---------- SOURCE MATERIAL

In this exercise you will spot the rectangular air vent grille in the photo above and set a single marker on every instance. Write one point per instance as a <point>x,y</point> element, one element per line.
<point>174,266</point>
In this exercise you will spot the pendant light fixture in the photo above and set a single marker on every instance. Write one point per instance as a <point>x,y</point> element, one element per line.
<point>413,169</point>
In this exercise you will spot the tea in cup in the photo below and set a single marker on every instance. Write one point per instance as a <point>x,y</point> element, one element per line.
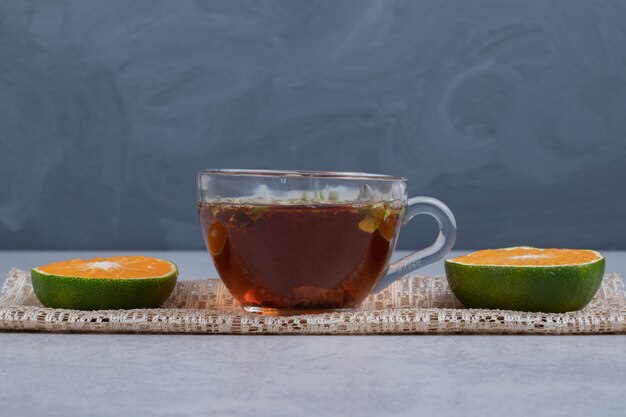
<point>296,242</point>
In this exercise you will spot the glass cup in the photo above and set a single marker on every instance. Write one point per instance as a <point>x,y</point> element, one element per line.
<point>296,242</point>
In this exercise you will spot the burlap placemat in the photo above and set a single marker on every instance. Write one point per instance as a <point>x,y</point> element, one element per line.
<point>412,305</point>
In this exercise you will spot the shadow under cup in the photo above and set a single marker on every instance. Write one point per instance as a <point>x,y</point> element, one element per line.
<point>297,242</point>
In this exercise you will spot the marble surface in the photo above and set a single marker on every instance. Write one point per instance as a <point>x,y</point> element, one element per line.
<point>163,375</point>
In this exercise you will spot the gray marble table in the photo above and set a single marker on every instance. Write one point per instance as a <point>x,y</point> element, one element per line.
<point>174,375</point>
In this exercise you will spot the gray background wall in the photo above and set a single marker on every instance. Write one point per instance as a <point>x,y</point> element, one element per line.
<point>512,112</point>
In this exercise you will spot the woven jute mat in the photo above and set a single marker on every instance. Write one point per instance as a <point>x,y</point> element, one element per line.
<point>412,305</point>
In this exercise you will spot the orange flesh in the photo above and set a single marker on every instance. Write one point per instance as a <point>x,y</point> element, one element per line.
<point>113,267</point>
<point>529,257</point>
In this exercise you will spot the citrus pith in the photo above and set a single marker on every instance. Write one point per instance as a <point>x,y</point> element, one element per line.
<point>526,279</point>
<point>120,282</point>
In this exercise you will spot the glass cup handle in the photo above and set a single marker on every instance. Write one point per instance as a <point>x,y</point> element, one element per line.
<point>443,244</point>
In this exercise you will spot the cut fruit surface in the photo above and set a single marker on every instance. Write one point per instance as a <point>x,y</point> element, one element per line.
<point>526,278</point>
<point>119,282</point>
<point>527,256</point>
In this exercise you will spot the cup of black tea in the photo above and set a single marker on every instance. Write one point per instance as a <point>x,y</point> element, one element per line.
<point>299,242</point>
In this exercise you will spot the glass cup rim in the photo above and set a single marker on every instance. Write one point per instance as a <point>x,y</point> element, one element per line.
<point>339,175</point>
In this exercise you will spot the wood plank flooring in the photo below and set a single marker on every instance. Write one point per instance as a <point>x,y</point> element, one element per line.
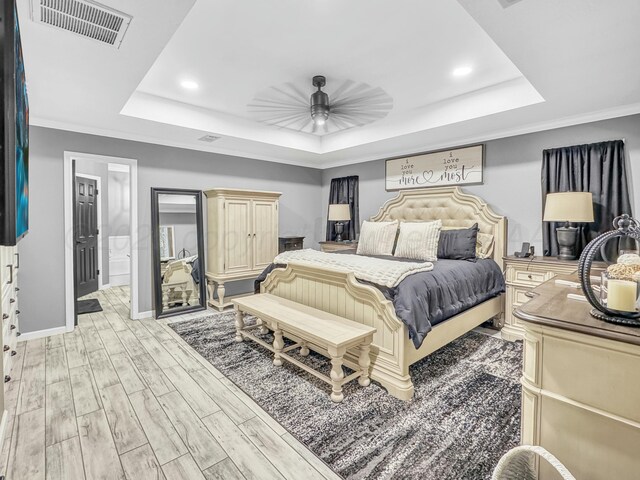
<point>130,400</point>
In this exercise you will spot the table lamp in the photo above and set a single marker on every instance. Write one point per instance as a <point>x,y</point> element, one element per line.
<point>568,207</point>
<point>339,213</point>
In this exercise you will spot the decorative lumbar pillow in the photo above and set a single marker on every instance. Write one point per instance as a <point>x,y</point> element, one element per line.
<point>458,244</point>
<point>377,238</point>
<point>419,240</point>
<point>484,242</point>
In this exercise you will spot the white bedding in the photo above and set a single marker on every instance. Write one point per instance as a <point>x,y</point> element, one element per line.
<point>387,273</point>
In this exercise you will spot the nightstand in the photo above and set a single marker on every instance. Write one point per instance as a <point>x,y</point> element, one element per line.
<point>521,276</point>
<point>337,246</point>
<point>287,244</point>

--------------------

→ **PROBLEM TO WORK ON**
Return the records verbatim, minus pictures.

→ **TASK RESPONSE**
In this exercise you will spot the rectangular air vent grille in the photo above and set a single marker on every instance. Write one point per instance as a <point>x,y</point> element, one element per line.
<point>174,266</point>
In this exercise you will spot the pendant light fixture in the photo above and set a single marker on every instance. Write one point per instance as a <point>x,y</point> element, one element per line.
<point>413,169</point>
In this exercise you will spot the tea in cup in the photo below and set a single marker on every instance. Write one point per instance as a <point>x,y</point> element, one element per line.
<point>296,242</point>
In this exercise you will spot the glass cup in the photo above and set a single marker on every instance. Write one point per instance as a <point>x,y</point> element, one element per line.
<point>296,242</point>
In this exercise you will spot the burlap placemat in the photo above and set a single marker on every instance. Write one point per instance as a <point>x,y</point> element, one element per line.
<point>412,305</point>
In this exercise you will spot the shadow under cup in the photo above and set a single marker on every instance. Write one point per instance as a <point>x,y</point> element, one element per line.
<point>297,242</point>
In this exercise you will spot the marble surface in the photo above and set a single marker on every instance. Write one point per instance as a <point>x,y</point> element, one element per line.
<point>163,375</point>
In this exercise you will spot the gray marble table in the photo above and set a single marker on every instance. Write one point per instance as a <point>x,y</point> element, one element per line.
<point>174,375</point>
In this exercise you will spot the gray background wall in the photo above and set a single marker on every instance. Write one point per instance as a <point>x,y</point> element, one element per line.
<point>512,112</point>
In this exercise you will spot the woven jute mat in the photo above and set a single marker on every instance. Write one point per instance as a <point>x,y</point> element, one element per line.
<point>412,305</point>
In this exercise you will spot the orange flesh in the photo above and set a single marker on every instance. Write one point per instance as a <point>x,y</point> element, one element per line.
<point>113,267</point>
<point>529,257</point>
In this exercise you will spot the citrus pith in the photo above and set a single marker on every instance. Write one point per instance as a <point>x,y</point> element, one element per line.
<point>526,279</point>
<point>120,282</point>
In this exercise you will spot the glass cup handle in the photo above and set a single marker on every instance. Write one point per instance as a <point>x,y</point> element, one element per line.
<point>443,244</point>
In this exercise you will spot the cut fruit surface in the photo above and set a single marker on every instance. Write one point per instance as a <point>x,y</point> element, one element per line.
<point>526,278</point>
<point>119,282</point>
<point>527,256</point>
In this exercise you will spot the cup of black tea in the photo above and set a single marker on every instance. Write one point per instance as a <point>x,y</point> element, one element per line.
<point>299,242</point>
In this exercise you will spot the glass cup rim in the photo above and set a single marker on every instance. Write one point per instance as a <point>x,y</point> element, one element per line.
<point>339,175</point>
In this exercise you will spot the wood plank flooring in the photo below and set a single marker on every instance. Write one point per instance as a <point>x,y</point> element, one element per line.
<point>130,400</point>
In this exercise you will spot the table lamp in the photo above and set a single marker on every instance. Write one point per instance as a <point>x,y</point> element, one element per line.
<point>568,207</point>
<point>339,213</point>
In this exercise you will spot the decorative lumbar pillow in the photo above and set a single marker on every instance. Write one point per instance as a <point>x,y</point> element, one element per line.
<point>458,244</point>
<point>377,238</point>
<point>419,240</point>
<point>484,242</point>
In this exercise you will spot the white bedding in the photo above and set a single marker on every instance. Write one point per instance as a <point>x,y</point> element, one element per line.
<point>387,273</point>
In this exercise you will spot the nightstand in the photo above and set a single marker on every instance. Write one point per instance as a <point>x,y</point> element, one element per line.
<point>521,276</point>
<point>337,246</point>
<point>287,244</point>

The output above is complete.